Data:
======
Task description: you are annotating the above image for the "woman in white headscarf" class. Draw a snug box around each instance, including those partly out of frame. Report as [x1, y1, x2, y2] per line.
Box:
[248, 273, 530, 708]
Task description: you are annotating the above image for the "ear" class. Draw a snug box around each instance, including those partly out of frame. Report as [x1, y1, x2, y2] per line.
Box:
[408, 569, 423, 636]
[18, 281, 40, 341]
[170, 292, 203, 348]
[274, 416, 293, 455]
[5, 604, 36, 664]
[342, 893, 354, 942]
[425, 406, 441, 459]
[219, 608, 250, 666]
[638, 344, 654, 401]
======
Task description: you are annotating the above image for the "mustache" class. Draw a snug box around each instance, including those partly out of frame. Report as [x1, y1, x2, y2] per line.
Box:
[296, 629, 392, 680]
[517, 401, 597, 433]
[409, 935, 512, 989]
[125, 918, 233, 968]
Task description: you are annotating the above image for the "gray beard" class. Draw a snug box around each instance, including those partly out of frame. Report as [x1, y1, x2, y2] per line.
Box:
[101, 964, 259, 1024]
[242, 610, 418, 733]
======
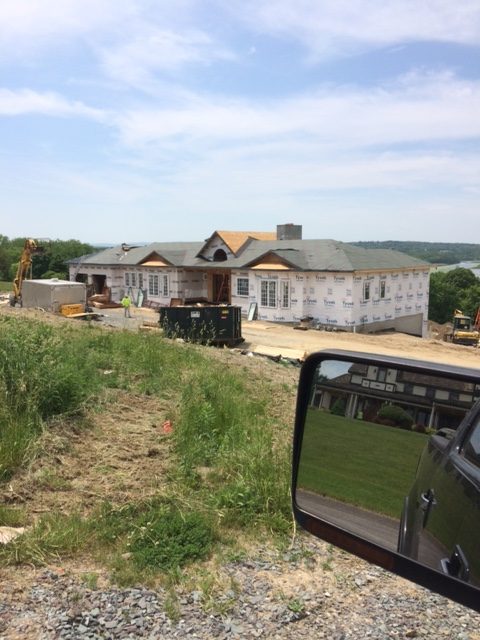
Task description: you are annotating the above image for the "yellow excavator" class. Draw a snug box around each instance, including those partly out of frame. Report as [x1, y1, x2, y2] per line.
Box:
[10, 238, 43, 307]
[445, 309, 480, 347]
======
Please select every line in the listing above that contains the word "gray", matching case exactly.

Exercise result:
Task description: you are annotating the above image for the "gray beard" class. Draw a snug box around each instance, including those partly out of frame. Report as [x1, y1, x2, y2] per line.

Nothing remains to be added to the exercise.